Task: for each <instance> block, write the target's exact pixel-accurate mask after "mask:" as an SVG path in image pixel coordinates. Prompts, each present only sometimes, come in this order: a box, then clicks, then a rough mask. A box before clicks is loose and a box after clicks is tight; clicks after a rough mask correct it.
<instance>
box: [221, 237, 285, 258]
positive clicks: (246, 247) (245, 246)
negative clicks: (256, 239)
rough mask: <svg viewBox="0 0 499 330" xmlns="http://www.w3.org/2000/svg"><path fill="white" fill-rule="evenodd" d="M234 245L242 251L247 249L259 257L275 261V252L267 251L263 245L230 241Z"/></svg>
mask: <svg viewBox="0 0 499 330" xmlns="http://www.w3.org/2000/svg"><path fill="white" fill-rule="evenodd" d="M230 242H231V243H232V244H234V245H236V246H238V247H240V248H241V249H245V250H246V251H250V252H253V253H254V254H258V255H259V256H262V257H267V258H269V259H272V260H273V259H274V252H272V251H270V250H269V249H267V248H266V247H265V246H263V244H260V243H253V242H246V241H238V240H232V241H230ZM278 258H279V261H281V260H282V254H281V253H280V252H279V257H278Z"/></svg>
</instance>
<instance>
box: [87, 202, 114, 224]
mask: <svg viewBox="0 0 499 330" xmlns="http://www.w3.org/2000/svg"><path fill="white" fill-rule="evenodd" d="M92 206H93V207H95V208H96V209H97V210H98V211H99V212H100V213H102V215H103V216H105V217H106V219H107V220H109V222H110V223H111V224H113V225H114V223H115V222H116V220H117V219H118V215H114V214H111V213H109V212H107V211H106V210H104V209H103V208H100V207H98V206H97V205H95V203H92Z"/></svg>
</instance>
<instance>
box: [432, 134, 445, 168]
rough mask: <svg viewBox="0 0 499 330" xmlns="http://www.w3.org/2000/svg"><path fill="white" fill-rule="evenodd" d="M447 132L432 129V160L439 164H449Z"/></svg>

-----

**YOUR OBJECTIVE**
What lines in the material above include "clicks"? Copy every one of them.

**SOLUTION FOR THIS EXERCISE**
Task: for each <instance> block, write the target's exact pixel-accurate mask after "mask:" as an SVG path in image pixel coordinates. Prompts, each present only sometimes, come in this order: a box, then clicks, then a rough mask. A box before clicks is loose and a box after clicks is tight; clicks after a rough mask correct it.
positive clicks: (246, 247) (245, 246)
negative clicks: (256, 239)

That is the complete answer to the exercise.